▶ TEXT EXTRACT
++++++++++++++++++++

These provisions re-enact in a reorganised format the Search Warrants Act 1985 and s.357EA and s.578 Crimes Act 1900. This may result in ambiguity because many other officials (authorised by over 80 Acts), not just police, can request search warrants. (These officials were listed in s.10 Search Warrants Act 1985, which does not appear to have been reproduced in the LE (PR) Act.) Warrants and telephone warrants can be extended for up to 6 days before being executed (s.73). Crimes Legislation Further Amendment Act 2003
The Search Warrants Act itself has been under review for years. The LE (PR) Act provisions may change when and if that review is completed. For example, part 3A of the Search Warrants Act, although passed, has not commenced nor been incorporated into the LE (PR). These provisions relate to the detention of persons at the scene while a warrant is being executed, videoing of searches, the Application of Part 10A Crimes Act and safeguards to be afforded to those under restraint. See Schedule 10 Crimes Legislation Amendment Act 2002.
Notice to Produce: Part 5 contains a new provision allowing for the issuing of a Notice to Produce instead of a search warrant. Where there are reasonable grounds to believe that an authorised deposit-taking institution holds documents that may be connected with an offence, such as fraud or money laundering, committed by someone else, an authorised officer may issue a notice to produce. They must be satisfied that there are reasonable grounds for suspecting that the institution holds the documents and the institution is not a party to the offence.
This practical measure will obviate the need for the police seeking information from large organisations, such as Banks, to specify the material they wish to “search” and demand its production rather than trawl through a mass of material in order to find what they are after.
The Notice to Produce provisions in the LE (PR) Act do not replace search warrants. Police may apply for either a Notice to Produce or a search warrant, depending on the circumstances. The scheme also addresses the issue of privilege. See Spiers at para. 18. Section 56 (2) provides that if police wish to proceed with enforcing a notice to produce where an issue of privilege has been raised, the officer must, as soon as reasonably practicable, apply to a Magistrate for an order to access the document. The Magistrate is provided with discretion to make a number of orders in respect of access to the documents.
Sections 81 to 87 LE (PR) Act reproduce the old Part 10B Crimes Act provisions (ss. 357F- 357I). Part 15A Crimes Act, which deals with other Domestic Violence issue, remains in the Crimes Act following the recommendations of the NSW Law Reform Commission. NSW Law Reform Commission, Report 103 “Apprehended Violence Orders” (2003).
The Cronulla Amendments: Within days of the L E (PR) Act 2002 commencing it was changed in response to the “race riots” at Cronulla. The Law Enforcement Legislation Amendment (Public Safety) Act 2005 commenced 15 December 2005. It added Part 6A to the Act. The amendments were designed to "prevent and diffuse large scale public disorder". They allow for cordons and roadblocks to be set up, for the closure of licensed premises for emergency alcohol free zones. They bring in new offences and higher penalties.
The Commissioner of Police or Assistant Commissioner can make public disorder orders closing off or cordoning off an area or areas and authorising roadblocks for up to 48 hours. The period can be extended by order of a Supreme Court Judge. In “target areas” or where road blocks are set up to prevent people entering or leaving a target area, police can stop and search vehicles and people (including their mobile phones) and ask them to disclose their identity on pain of criminal conviction.

++++++++++++++++++++

▶ SET PROBLEM 1
Duplicate the part of the text on the LE (PR) Act that opens with the words containing "Sections 81 to" and closes with "and higher penalties.".
▶ SET PROBLEM 2
In the text on the LE (PR) Act, on what date did the Law Enforcement Legislation Amendment (Public Safety) Act 2005 commence?
▶ SET PROBLEM 3
Summarize the text on the LE (PR) Act in two sentences.

(Excerpts of pointing data)
++++++++++++++++++++

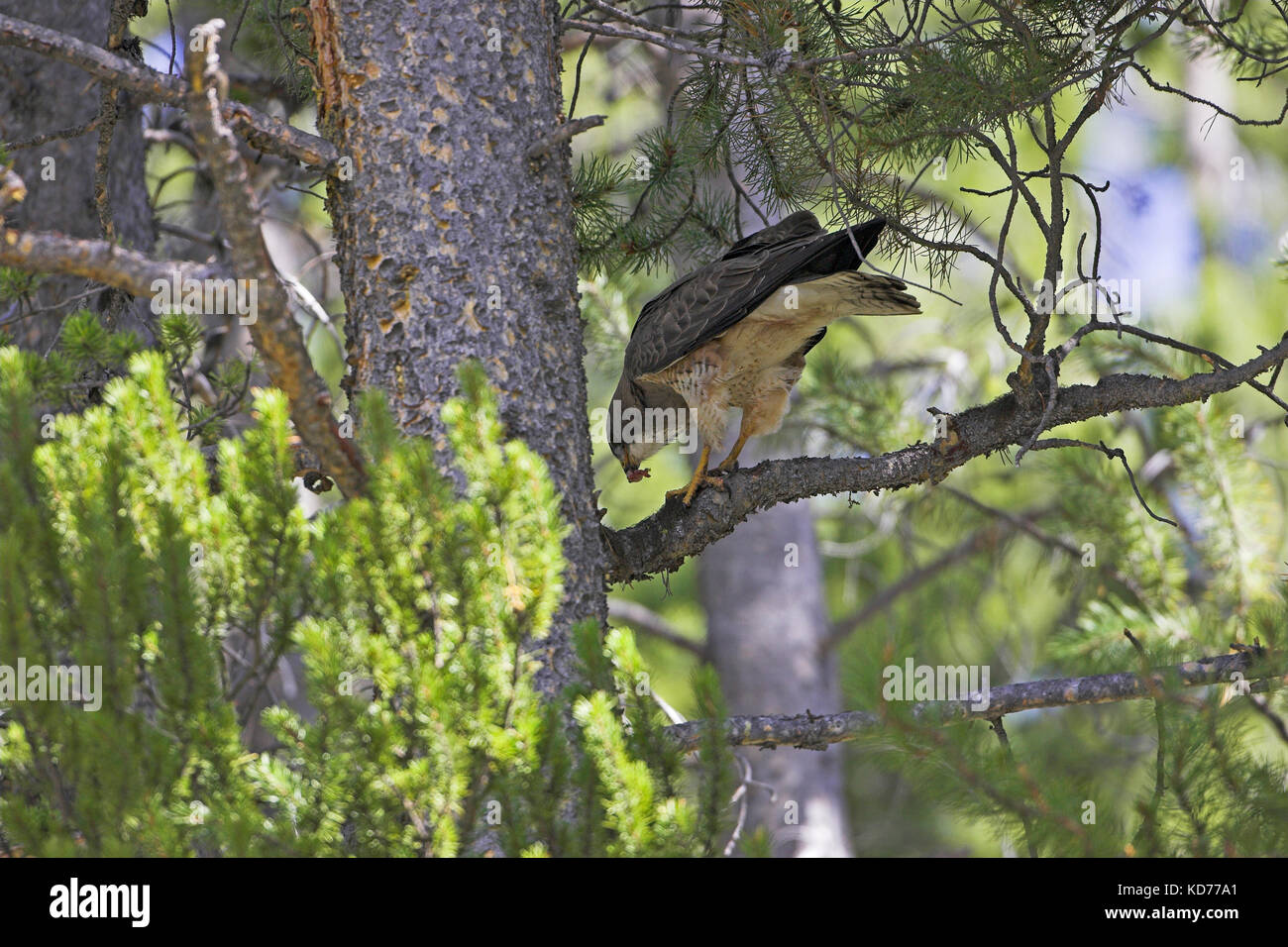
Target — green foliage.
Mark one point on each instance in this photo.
(417, 612)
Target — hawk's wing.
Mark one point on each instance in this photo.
(715, 298)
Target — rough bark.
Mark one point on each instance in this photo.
(767, 621)
(454, 244)
(39, 95)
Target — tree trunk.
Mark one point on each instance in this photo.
(765, 625)
(454, 244)
(39, 95)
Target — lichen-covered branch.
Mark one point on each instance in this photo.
(675, 532)
(818, 731)
(261, 131)
(99, 261)
(273, 329)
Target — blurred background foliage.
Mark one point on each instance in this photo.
(1194, 219)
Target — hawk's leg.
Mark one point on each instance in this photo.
(745, 431)
(730, 463)
(699, 478)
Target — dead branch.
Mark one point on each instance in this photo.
(819, 731)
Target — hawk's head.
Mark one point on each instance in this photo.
(638, 429)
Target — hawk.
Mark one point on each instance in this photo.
(734, 334)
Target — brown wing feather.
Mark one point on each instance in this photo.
(712, 299)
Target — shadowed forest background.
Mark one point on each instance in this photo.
(364, 676)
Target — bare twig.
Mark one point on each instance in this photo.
(814, 731)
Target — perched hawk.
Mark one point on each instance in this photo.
(734, 334)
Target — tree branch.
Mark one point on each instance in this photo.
(261, 131)
(273, 329)
(816, 732)
(666, 539)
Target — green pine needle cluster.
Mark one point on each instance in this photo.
(417, 613)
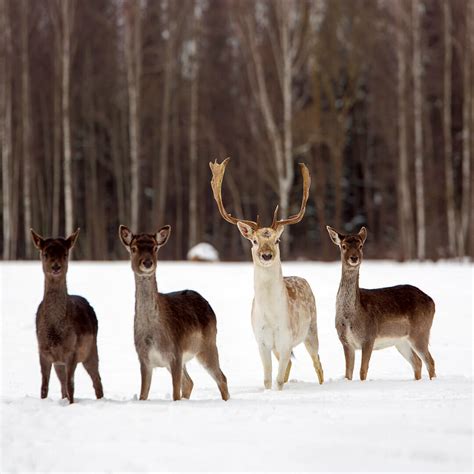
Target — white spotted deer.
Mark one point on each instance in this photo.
(399, 316)
(284, 308)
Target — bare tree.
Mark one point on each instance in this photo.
(405, 217)
(448, 147)
(6, 125)
(26, 126)
(133, 50)
(417, 11)
(194, 44)
(466, 222)
(291, 44)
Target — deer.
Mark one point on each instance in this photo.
(169, 328)
(66, 325)
(368, 320)
(283, 308)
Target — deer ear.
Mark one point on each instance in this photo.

++++++++++++++++++++

▶ EXERCISE OUTPUT 1
Sections 81 to 87 LE (PR) Act reproduce the old Part 10B Crimes Act provisions (ss. 357F- 357I). Part 15A Crimes Act, which deals with other Domestic Violence issue, remains in the Crimes Act following the recommendations of the NSW Law Reform Commission. NSW Law Reform Commission, Report 103 “Apprehended Violence Orders” (2003).
The Cronulla Amendments: Within days of the L E (PR) Act 2002 commencing it was changed in response to the “race riots” at Cronulla. The Law Enforcement Legislation Amendment (Public Safety) Act 2005 commenced 15 December 2005. It added Part 6A to the Act. The amendments were designed to "prevent and diffuse large scale public disorder". They allow for cordons and roadblocks to be set up, for the closure of licensed premises for emergency alcohol free zones. They bring in new offences and higher penalties.

▶ EXERCISE OUTPUT 2
15 December 2005

▶ EXERCISE OUTPUT 3
The LE (PR) Act re-enacts earlier search warrant provisions and adds a Notice to Produce, which lets an authorised officer require an authorised deposit-taking institution to produce documents that may be connected with an offence committed by someone else, with police applying to a Magistrate when privilege is raised. Amendments made in response to the Cronulla "race riots" commenced on 15 December 2005 and added Part 6A, which allows public disorder orders setting up cordons and roadblocks for up to 48 hours and brings in new offences and higher penalties.